### BRIEF
Give back the full listing, character for character, with no pictures.
___ SOURCE MATERIAL
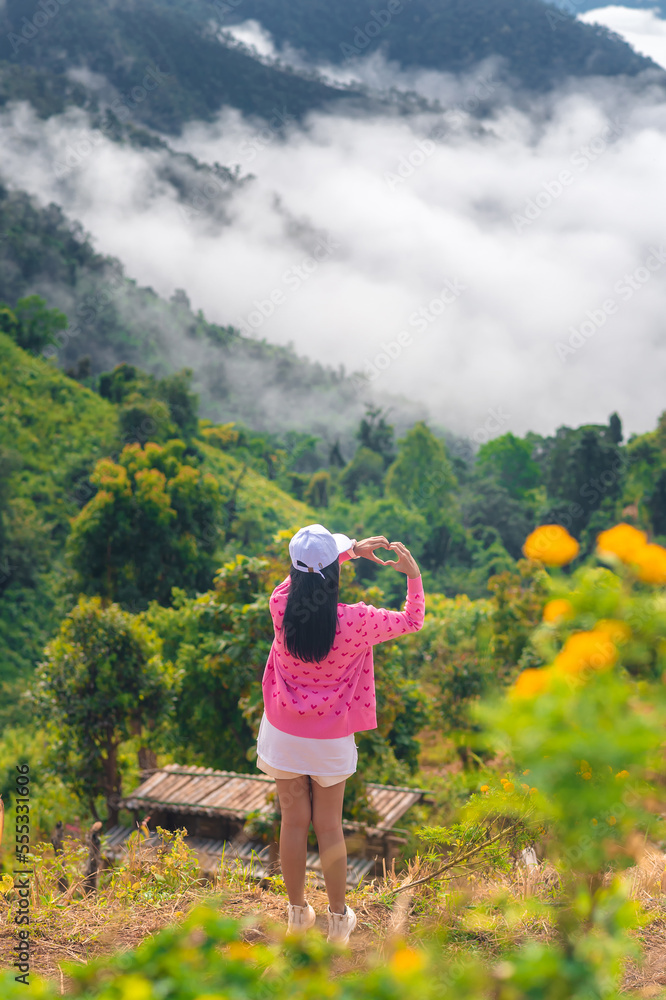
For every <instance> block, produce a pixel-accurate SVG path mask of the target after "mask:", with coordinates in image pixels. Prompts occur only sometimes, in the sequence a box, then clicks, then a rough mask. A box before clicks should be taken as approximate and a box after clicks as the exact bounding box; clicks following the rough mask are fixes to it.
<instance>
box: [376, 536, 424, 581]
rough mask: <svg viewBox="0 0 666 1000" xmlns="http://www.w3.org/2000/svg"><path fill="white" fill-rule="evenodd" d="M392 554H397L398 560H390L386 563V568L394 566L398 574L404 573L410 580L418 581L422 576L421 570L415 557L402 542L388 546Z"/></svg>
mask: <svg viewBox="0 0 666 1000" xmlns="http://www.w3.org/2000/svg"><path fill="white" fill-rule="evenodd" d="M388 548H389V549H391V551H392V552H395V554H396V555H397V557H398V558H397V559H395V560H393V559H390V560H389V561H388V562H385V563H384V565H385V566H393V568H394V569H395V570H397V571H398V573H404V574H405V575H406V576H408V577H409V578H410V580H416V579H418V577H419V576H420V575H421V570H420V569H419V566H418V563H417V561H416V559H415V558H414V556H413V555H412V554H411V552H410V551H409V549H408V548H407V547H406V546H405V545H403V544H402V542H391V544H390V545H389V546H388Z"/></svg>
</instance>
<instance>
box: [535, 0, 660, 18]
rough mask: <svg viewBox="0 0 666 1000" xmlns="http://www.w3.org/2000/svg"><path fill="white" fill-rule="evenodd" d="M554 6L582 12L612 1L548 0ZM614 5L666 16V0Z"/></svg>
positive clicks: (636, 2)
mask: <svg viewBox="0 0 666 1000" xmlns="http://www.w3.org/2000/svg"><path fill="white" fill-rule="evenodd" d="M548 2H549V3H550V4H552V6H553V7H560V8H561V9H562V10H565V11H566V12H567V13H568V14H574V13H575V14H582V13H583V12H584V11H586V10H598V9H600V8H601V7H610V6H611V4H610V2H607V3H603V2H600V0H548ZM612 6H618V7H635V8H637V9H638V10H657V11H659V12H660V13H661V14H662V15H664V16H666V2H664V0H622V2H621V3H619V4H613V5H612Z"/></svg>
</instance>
______
### ANSWER BELOW
For every <instance> block, produce a pixel-accurate SVG path mask of the target after "mask:", with coordinates in image pixels. Prompts occur only sometimes, in the sequence a box, then clicks, then a rough mask. A box before clicks should be taken as approximate and a box after clicks as the exact bounding box; clicks following the rough mask are fixes to it.
<instance>
box: [376, 536, 424, 581]
rough mask: <svg viewBox="0 0 666 1000" xmlns="http://www.w3.org/2000/svg"><path fill="white" fill-rule="evenodd" d="M392 554H397L398 560H390L386 563V568L394 566L398 574L404 573L410 580L418 581L422 576L421 570L415 557L402 542L388 546Z"/></svg>
mask: <svg viewBox="0 0 666 1000" xmlns="http://www.w3.org/2000/svg"><path fill="white" fill-rule="evenodd" d="M388 548H389V549H391V551H392V552H395V554H396V555H397V557H398V558H397V559H395V560H393V559H390V560H389V561H388V562H385V563H384V565H385V566H393V568H394V569H395V570H397V571H398V573H404V574H405V575H406V576H408V577H409V578H410V580H416V579H418V577H419V576H420V575H421V570H420V569H419V566H418V563H417V561H416V559H415V558H414V556H413V555H412V554H411V552H410V551H409V549H408V548H407V547H406V546H405V545H403V544H402V542H391V544H390V545H389V546H388Z"/></svg>
</instance>
<instance>
box: [535, 0, 660, 18]
rough mask: <svg viewBox="0 0 666 1000" xmlns="http://www.w3.org/2000/svg"><path fill="white" fill-rule="evenodd" d="M554 6L582 12L612 1L548 0ZM614 5L666 16V0Z"/></svg>
positive clicks: (636, 2)
mask: <svg viewBox="0 0 666 1000" xmlns="http://www.w3.org/2000/svg"><path fill="white" fill-rule="evenodd" d="M548 2H549V3H550V4H552V6H553V7H560V8H561V9H562V10H565V11H566V12H567V13H568V14H574V13H575V14H582V13H583V12H584V11H586V10H598V9H600V8H601V7H610V6H611V4H610V2H607V3H603V2H600V0H548ZM612 6H618V7H635V8H637V9H638V10H657V11H659V12H660V13H661V14H662V15H664V16H666V2H664V0H622V2H621V3H619V4H613V5H612Z"/></svg>
</instance>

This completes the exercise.